Image region labeling entries
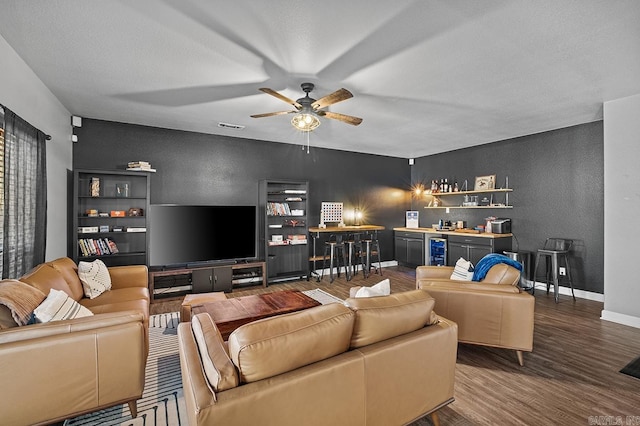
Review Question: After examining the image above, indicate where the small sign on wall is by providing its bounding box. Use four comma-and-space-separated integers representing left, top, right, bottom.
406, 210, 419, 228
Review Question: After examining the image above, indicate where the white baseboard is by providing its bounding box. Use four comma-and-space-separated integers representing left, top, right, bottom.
315, 260, 398, 275
600, 309, 640, 328
536, 281, 604, 303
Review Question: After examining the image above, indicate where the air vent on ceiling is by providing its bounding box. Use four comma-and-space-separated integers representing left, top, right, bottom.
218, 123, 244, 130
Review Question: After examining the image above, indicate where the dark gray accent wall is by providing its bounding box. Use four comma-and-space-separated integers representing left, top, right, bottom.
73, 119, 411, 260
411, 121, 604, 293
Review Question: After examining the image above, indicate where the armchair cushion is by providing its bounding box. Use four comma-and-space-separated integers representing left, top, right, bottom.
191, 313, 240, 392
78, 259, 111, 299
0, 280, 46, 329
345, 290, 435, 349
353, 278, 391, 297
451, 257, 475, 281
33, 288, 93, 322
228, 298, 352, 383
473, 253, 522, 284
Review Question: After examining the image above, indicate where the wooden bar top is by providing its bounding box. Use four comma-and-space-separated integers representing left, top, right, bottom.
309, 225, 384, 233
393, 228, 513, 238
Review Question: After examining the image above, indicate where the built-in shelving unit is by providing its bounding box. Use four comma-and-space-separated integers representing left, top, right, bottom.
259, 180, 309, 282
424, 188, 513, 209
68, 169, 150, 266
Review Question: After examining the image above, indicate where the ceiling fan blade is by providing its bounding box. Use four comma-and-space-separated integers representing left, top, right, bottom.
251, 111, 298, 118
259, 87, 302, 109
318, 111, 362, 126
311, 89, 353, 110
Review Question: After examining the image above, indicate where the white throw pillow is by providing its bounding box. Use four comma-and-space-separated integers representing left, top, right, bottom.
33, 288, 93, 322
354, 278, 391, 297
450, 257, 474, 281
78, 259, 111, 299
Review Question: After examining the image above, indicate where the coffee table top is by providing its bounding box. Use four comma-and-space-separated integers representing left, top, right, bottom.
191, 290, 321, 340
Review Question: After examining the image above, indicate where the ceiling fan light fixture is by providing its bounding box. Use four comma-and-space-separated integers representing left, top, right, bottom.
291, 113, 320, 132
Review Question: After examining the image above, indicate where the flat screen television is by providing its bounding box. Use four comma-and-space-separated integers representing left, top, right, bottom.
149, 204, 258, 269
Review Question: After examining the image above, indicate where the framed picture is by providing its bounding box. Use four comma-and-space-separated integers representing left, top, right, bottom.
473, 175, 496, 191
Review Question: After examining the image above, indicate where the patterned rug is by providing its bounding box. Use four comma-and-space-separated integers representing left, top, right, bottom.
64, 312, 188, 426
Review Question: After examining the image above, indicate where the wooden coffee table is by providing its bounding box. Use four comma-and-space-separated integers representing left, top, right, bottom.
191, 290, 320, 340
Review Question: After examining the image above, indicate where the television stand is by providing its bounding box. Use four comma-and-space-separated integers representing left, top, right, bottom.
149, 261, 267, 303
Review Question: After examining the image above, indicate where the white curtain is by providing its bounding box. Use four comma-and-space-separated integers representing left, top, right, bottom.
0, 107, 47, 279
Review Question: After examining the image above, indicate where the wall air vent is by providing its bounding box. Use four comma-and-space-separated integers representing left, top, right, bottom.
218, 122, 245, 130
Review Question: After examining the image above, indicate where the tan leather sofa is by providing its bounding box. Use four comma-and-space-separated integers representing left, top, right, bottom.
0, 258, 149, 425
178, 290, 457, 426
416, 263, 535, 365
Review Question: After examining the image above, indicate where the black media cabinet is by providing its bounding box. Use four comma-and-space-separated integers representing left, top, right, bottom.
149, 262, 267, 303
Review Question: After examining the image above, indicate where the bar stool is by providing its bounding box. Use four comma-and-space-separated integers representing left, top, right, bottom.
531, 238, 576, 303
320, 234, 348, 282
360, 234, 382, 278
344, 233, 362, 281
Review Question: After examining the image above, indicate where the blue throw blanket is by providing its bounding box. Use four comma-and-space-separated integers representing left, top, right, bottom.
471, 253, 522, 281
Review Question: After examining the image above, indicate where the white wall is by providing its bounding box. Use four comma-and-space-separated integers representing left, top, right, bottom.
594, 94, 640, 328
0, 37, 73, 260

• **WHAT IS ASKED**
Copy out every line of the material above without any changes, leaving out the pictures.

• **ANSWER TO THIS TASK**
Review Question: After examining the image above, indicate where the small sign on wall is by providing its bounding box. Use four comma-and-space-separated integers representing left, top, right, bottom.
406, 210, 419, 228
Review Question: After examining the image above, indicate where the white baseboard is by providing its bounding box. Use four comma-and-space-separated integers representing left, top, right, bottom.
315, 260, 398, 275
600, 309, 640, 328
536, 281, 604, 303
Review Question: After examining the image above, indicate where the air vent on ceiling is by providing its bounding box. Use four comma-and-space-separated integers representing left, top, right, bottom.
218, 123, 244, 130
Review Question: After examining the image above, indicate where the dark gray accent wall is by providing its bounding box. Use four comma-and-space-separated integers representing left, top, right, bottom.
73, 119, 411, 260
411, 121, 604, 293
Review Question: After examining the image above, indicate where the armchair cushion is by providing its bounding box. Use four comma-and-space-separated integers representing left, top, right, bottom.
191, 313, 240, 392
78, 259, 111, 299
0, 280, 46, 329
345, 290, 435, 349
353, 278, 391, 297
451, 257, 475, 281
33, 288, 93, 322
228, 298, 352, 383
473, 253, 522, 284
Review Question: After examining the image above, indicate where the wooden bar top is by providing its bounding box. Use four comma-and-space-separated integers representing left, top, right, bottom.
309, 225, 384, 233
393, 228, 513, 238
Review Question: After examining the image above, indicate where the built-in shelving unit is by providing its bounding box. Use four comma-and-space-separated integers representing left, top, right, bottom.
259, 180, 309, 282
424, 188, 513, 209
68, 169, 150, 266
Review Question: After examining the image above, indicate where the ceiling fan blade is by providing its bounding box. Use four comma-and-space-separated integers representing left, top, right, bottom.
251, 111, 298, 118
259, 87, 302, 109
318, 111, 362, 126
311, 89, 353, 110
Review Question: After examining the image above, indicate where the white throw pillow is by providing its bounding box. Use four comma-and-space-separated integers representing left, top, right, bottom.
33, 288, 93, 322
354, 278, 391, 297
450, 257, 474, 281
78, 259, 111, 299
Review Question: After examining the image above, indicate where the coffee table top is by providing its bounding box. Use four comma-and-space-separated integers representing left, top, right, bottom.
191, 290, 321, 340
Review Question: After examining the image above, indicate where the ceiling fan light fixture is by providing its bounding box. Use four comma-and-space-separated integers representing left, top, right, bottom.
291, 113, 320, 132
Review Question: After examining the image above, indicate where the flat screen television is by providing its bounding box. Use four comma-and-space-separated integers representing left, top, right, bottom.
149, 204, 258, 269
Review Question: After examining the image above, indicate where the framed picture is by providing its bounding box. Use four comma-and-space-separated integers representing left, top, right, bottom.
473, 175, 496, 191
Review Question: After examining the image above, indicate where the patterned rug is by providing its bounding box. Use four comma-and-space-separated integers representing left, top, right, bottom.
64, 312, 188, 426
Review Question: After examining the image above, indicate where the wooden coffee table is by providing its bounding box. Use four comma-and-space-separated integers representing left, top, right, bottom.
191, 290, 320, 340
Review Question: After examining the image above, indicate where the television stand is by providing its bounding box. Use four comma-and-space-separated integers representing left, top, right, bottom.
149, 261, 267, 303
Review Question: After examining the image above, indicate where the white curtain is by providing its bounding box. Use four comma-and-space-separated integers representing left, top, right, bottom.
0, 107, 47, 279
Review Question: After examining the image above, indicate where the wall air vent is by providing its bounding box. Use four comma-and-space-separated integers representing left, top, right, bottom.
218, 122, 245, 130
Review Question: After examining the image above, indicate where the tan leather sofa is by providing its bounding box. Use four comma-and-space-separated integers representing left, top, right, bottom.
0, 258, 149, 425
178, 290, 457, 426
416, 263, 535, 365
Review Question: After examining the image above, indicate where the black media cabinet is by providing its bounding box. Use four comma-and-space-separated integers representing left, top, right, bottom.
149, 262, 267, 303
Review Question: After examining the image above, indicate where the bar stool is by providing its bounding box. Use four comma-and-space-separated integers representing left, top, right, bottom.
531, 238, 576, 303
320, 234, 348, 282
360, 234, 382, 278
344, 233, 362, 281
Review Question: After examining the image above, indicate where the blue throw blanket is by providing its bounding box. Use four comma-and-space-separated integers representing left, top, right, bottom.
471, 253, 522, 281
Review Question: After examining the image above, indicate where the white wall is by providing its bounding box. Use four comma-and-space-separated integers representing left, top, right, bottom.
594, 94, 640, 328
0, 37, 73, 260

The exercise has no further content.